_YOUR TASK_
Read the lines below, and copy any that contain the string "above".

_Data entries_
-=-=-

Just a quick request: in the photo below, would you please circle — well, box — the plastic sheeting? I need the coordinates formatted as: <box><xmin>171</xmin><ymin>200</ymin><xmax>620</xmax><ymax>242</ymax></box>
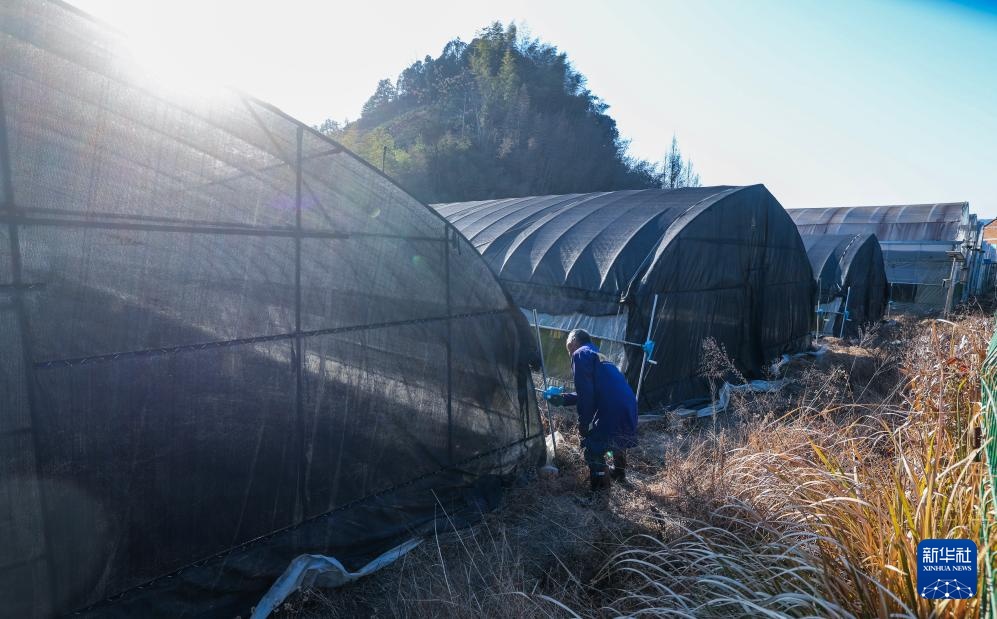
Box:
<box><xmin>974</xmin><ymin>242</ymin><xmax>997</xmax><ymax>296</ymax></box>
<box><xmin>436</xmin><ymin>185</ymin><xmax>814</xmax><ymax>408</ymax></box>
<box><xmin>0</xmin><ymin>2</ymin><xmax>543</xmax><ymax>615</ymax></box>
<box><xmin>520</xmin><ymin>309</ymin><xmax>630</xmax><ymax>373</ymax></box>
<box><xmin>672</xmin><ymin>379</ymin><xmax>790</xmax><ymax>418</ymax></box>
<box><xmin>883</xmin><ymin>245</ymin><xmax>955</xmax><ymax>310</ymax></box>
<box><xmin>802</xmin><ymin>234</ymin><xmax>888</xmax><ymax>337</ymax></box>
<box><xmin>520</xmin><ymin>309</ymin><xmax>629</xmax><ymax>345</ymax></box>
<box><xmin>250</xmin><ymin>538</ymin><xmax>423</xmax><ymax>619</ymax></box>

-=-=-

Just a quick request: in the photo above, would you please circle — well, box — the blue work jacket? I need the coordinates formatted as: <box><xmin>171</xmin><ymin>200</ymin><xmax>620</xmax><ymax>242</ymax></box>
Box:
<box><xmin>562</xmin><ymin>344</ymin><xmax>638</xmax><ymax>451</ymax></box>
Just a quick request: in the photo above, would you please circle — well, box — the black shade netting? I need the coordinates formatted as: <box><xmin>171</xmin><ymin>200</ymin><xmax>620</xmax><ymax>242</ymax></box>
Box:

-=-=-

_WRITTEN ANSWER_
Just a quick request: in the photo above, would you please circle — well, box — the blue work jacket? I need the coordinates formatted as: <box><xmin>171</xmin><ymin>200</ymin><xmax>620</xmax><ymax>242</ymax></box>
Just a quick request: in the photo above, would you please circle — well, box — the black shade netting? I need the coordinates formatted as: <box><xmin>171</xmin><ymin>200</ymin><xmax>620</xmax><ymax>242</ymax></box>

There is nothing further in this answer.